[WHAT THE EXERCISE ASKS]
Check every line of the data below for the string "positive", and copy the ones that hold it.

[EXCERPTED RECORDS]

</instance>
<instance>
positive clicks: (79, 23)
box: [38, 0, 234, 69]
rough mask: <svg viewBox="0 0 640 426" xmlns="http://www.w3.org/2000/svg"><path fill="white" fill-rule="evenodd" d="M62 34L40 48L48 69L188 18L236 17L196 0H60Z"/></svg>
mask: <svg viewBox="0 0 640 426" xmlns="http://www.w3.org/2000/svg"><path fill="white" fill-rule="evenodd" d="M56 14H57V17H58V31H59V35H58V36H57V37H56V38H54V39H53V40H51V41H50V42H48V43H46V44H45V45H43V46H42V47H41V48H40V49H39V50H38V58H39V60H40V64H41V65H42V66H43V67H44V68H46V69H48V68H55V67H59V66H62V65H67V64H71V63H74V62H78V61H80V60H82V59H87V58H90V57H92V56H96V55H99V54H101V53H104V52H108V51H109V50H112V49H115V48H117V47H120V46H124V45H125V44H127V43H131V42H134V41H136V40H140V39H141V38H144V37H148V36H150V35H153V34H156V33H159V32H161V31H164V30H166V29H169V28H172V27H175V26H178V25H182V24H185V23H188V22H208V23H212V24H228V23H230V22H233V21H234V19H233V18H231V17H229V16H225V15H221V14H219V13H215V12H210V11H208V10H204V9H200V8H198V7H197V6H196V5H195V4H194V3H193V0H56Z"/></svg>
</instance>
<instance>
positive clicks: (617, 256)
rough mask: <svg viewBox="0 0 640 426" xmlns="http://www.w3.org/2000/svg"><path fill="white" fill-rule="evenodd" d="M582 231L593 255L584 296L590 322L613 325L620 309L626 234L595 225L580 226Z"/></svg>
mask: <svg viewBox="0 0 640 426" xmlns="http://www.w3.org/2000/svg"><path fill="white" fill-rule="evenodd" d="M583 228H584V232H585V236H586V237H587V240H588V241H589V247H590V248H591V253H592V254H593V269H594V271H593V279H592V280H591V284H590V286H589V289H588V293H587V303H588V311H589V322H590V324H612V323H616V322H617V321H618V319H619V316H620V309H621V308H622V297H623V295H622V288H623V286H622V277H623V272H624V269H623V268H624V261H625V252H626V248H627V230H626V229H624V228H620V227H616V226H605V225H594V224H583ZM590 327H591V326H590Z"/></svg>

[SOLUTION TO THE PROBLEM]
positive clicks: (79, 23)
positive clicks: (617, 256)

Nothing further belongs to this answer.